— BEGIN —
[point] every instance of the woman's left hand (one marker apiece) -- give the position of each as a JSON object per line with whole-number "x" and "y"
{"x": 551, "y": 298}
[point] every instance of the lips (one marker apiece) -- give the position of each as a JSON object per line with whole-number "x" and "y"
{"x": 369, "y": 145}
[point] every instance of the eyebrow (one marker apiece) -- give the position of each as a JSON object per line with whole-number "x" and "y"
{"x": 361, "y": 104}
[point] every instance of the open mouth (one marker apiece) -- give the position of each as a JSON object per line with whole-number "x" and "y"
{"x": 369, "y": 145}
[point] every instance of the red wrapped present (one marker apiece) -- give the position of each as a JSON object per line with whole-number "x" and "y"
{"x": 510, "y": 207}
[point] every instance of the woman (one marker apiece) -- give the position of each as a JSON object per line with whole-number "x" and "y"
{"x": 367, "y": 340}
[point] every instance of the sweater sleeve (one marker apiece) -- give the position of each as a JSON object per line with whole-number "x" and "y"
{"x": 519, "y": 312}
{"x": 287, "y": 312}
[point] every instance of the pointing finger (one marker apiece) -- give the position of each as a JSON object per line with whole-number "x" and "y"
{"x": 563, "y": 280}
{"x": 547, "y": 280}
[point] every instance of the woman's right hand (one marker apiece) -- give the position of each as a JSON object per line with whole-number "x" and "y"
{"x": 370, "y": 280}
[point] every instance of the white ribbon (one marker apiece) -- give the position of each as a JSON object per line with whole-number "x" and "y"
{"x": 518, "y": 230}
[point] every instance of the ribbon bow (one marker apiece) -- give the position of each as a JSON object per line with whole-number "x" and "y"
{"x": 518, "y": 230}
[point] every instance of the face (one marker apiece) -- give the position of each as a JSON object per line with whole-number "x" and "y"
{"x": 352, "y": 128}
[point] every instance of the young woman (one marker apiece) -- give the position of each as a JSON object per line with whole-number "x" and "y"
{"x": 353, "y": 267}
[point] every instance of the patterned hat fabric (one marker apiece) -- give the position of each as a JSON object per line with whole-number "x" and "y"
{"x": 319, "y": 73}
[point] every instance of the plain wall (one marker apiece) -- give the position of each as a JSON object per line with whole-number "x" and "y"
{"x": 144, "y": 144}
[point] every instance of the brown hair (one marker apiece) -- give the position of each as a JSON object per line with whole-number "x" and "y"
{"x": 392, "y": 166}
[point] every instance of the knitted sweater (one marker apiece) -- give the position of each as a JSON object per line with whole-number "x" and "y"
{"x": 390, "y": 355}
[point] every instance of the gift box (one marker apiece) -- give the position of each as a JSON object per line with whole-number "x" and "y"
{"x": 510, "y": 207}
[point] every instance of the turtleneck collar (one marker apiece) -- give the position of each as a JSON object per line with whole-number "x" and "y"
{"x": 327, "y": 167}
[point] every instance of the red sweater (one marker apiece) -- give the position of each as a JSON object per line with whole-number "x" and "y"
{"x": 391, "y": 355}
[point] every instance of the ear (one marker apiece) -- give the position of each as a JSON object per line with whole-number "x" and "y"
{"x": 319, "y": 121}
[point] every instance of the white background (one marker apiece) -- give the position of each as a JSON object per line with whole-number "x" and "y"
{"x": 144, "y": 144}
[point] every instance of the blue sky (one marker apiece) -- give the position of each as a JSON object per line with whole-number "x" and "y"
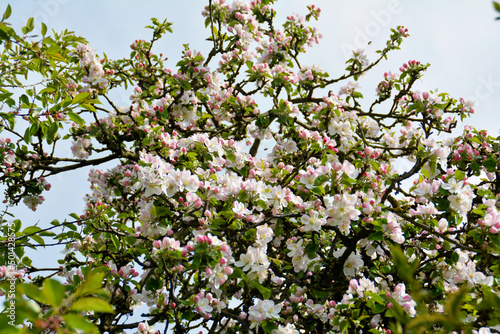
{"x": 460, "y": 39}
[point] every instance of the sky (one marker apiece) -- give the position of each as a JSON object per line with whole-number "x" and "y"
{"x": 459, "y": 38}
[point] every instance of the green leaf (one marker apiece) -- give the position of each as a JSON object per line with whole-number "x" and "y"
{"x": 377, "y": 236}
{"x": 454, "y": 302}
{"x": 27, "y": 136}
{"x": 265, "y": 292}
{"x": 30, "y": 25}
{"x": 7, "y": 13}
{"x": 496, "y": 5}
{"x": 88, "y": 106}
{"x": 33, "y": 292}
{"x": 80, "y": 98}
{"x": 31, "y": 229}
{"x": 95, "y": 304}
{"x": 269, "y": 326}
{"x": 77, "y": 321}
{"x": 53, "y": 292}
{"x": 38, "y": 239}
{"x": 426, "y": 321}
{"x": 490, "y": 164}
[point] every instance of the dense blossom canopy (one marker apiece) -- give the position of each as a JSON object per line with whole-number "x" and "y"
{"x": 248, "y": 191}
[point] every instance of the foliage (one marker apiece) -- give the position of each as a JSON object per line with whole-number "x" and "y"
{"x": 246, "y": 194}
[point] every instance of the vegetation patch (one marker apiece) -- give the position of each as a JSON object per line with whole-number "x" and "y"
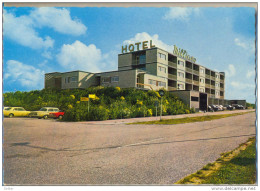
— END —
Give the lines above as a Markdown table with the columns Row and Line, one numbered row per line and no rows for blank lines. Leave out the pictures.

| Row | Line |
|---|---|
| 1 | [point] every instance of the woman's left hand (one marker apiece) -- give the position of each as a JSON object per line with whole-number "x" and "y" |
| 2 | {"x": 551, "y": 298} |
| 3 | [point] every instance of the lips (one marker apiece) -- give the position of each as a JSON object per line with whole-number "x" and "y" |
| 4 | {"x": 369, "y": 145} |
| 5 | [point] every instance of the eyebrow (one marker apiece) -- give the position of each as a JSON object per line with whole-number "x" and "y" |
| 6 | {"x": 361, "y": 104} |
| 7 | [point] every instance of the open mouth (one marker apiece) -- give the position of each as a JSON object per line with whole-number "x" and "y" |
| 8 | {"x": 369, "y": 145} |
| 9 | [point] every instance of the red wrapped present (one marker apiece) -- give the position of each as a JSON object per line with whole-number "x" and "y" |
| 10 | {"x": 510, "y": 207} |
| 11 | [point] every instance of the woman (one marker apiece) -- give the position of each as a JSON object per line with whole-number "x" and "y" |
| 12 | {"x": 367, "y": 340} |
| 13 | [point] every instance of the sweater sleeve (one marker apiece) -- give the position of each as a JSON object per line with whole-number "x" and "y" |
| 14 | {"x": 519, "y": 312} |
| 15 | {"x": 287, "y": 312} |
| 16 | [point] every instance of the pointing finger (one marker apiece) -- give the position of each as a JSON object per line with whole-number "x" and "y" |
| 17 | {"x": 563, "y": 280} |
| 18 | {"x": 547, "y": 280} |
| 19 | [point] every instance of the woman's right hand (one marker apiece) -- give the position of each as a JSON object per line with whole-number "x" and "y" |
| 20 | {"x": 370, "y": 280} |
| 21 | [point] every instance of the white ribbon (one marker apiece) -- give the position of each as a JSON object per line with whole-number "x" and "y" |
| 22 | {"x": 518, "y": 230} |
| 23 | [point] every instance of the ribbon bow (one marker apiece) -- give the position of each as a JSON object per line with whole-number "x" and "y" |
| 24 | {"x": 518, "y": 230} |
| 25 | [point] every instance of the face (one marker apiece) -- give the position of each as a JSON object per line with whole-number "x" and "y" |
| 26 | {"x": 352, "y": 128} |
| 27 | [point] every instance of the young woman (one marker apiece) -- give the position of each as a JSON object per line with whole-number "x" and "y" |
| 28 | {"x": 353, "y": 267} |
| 29 | [point] every instance of the patterned hat fabric (one marker apiece) -- give the position of each as a JSON object per line with whole-number "x" and "y" |
| 30 | {"x": 319, "y": 73} |
| 31 | [point] every instance of the plain wall (one marker apiece) -- give the position of each as a JSON object per line with whole-number "x" and "y" |
| 32 | {"x": 144, "y": 144} |
| 33 | [point] every instance of the brown hair (one marker apiece) -- give the position of each as a JSON object per line with whole-number "x" and "y" |
| 34 | {"x": 392, "y": 166} |
| 35 | [point] every instance of the knitted sweater (one marker apiece) -- give the position of each as a JSON object per line with whole-number "x" and "y" |
| 36 | {"x": 390, "y": 355} |
| 37 | [point] every instance of the gift box (one marker apiece) -- give the position of each as a JSON object per line with whole-number "x" and "y" |
| 38 | {"x": 510, "y": 207} |
| 39 | [point] every instance of the turtleneck collar (one marker apiece) -- give the position of each as a JSON object per line with whole-number "x" and "y" |
| 40 | {"x": 327, "y": 167} |
| 41 | [point] every instance of the red sweater (one marker apiece) -- give the position of each as a JSON object per line with whole-number "x" and "y" |
| 42 | {"x": 391, "y": 355} |
| 43 | [point] every instance of the ear (one marker apiece) -- give the position of each as a JSON object per line with whole-number "x" and "y" |
| 44 | {"x": 319, "y": 121} |
| 45 | [point] every instance of the white background (one marker apiece) -- give the position of each as a JSON object per line with whole-number "x" and "y" |
| 46 | {"x": 144, "y": 144} |
| 47 | [point] every instance of the blue sky (one marker apiece) -- give the position of each as a JSON object per line with whole-number "x" and "y" |
| 48 | {"x": 460, "y": 39} |
| 49 | [point] every instance of the sky (one marker apiece) -- give the position of each as a JSON object per line with whole-number "x" and "y" |
| 50 | {"x": 459, "y": 38} |
| 51 | [point] every instance of the green leaf (one marker apiece) -- give the position of each as a JSON object per line with whole-number "x" and "y" |
| 52 | {"x": 377, "y": 236} |
| 53 | {"x": 454, "y": 302} |
| 54 | {"x": 27, "y": 136} |
| 55 | {"x": 265, "y": 292} |
| 56 | {"x": 30, "y": 25} |
| 57 | {"x": 7, "y": 13} |
| 58 | {"x": 496, "y": 5} |
| 59 | {"x": 88, "y": 106} |
| 60 | {"x": 33, "y": 292} |
| 61 | {"x": 80, "y": 98} |
| 62 | {"x": 31, "y": 229} |
| 63 | {"x": 95, "y": 304} |
| 64 | {"x": 269, "y": 326} |
| 65 | {"x": 77, "y": 321} |
| 66 | {"x": 53, "y": 292} |
| 67 | {"x": 38, "y": 239} |
| 68 | {"x": 426, "y": 321} |
| 69 | {"x": 490, "y": 164} |
| 70 | [point] every instance of the dense blossom canopy (one marker apiece) -- give the position of each as a JSON object per line with whole-number "x" and "y" |
| 71 | {"x": 248, "y": 191} |
| 72 | [point] every instance of the foliage (one marker apiece) -- give the position of each as a JSON object per line with whole-number "x" and "y" |
| 73 | {"x": 246, "y": 194} |
| 74 | [point] every instance of the vegetation patch (one marker apiece) -- give the position of each as a JSON object per line with whole-number "x" and "y" |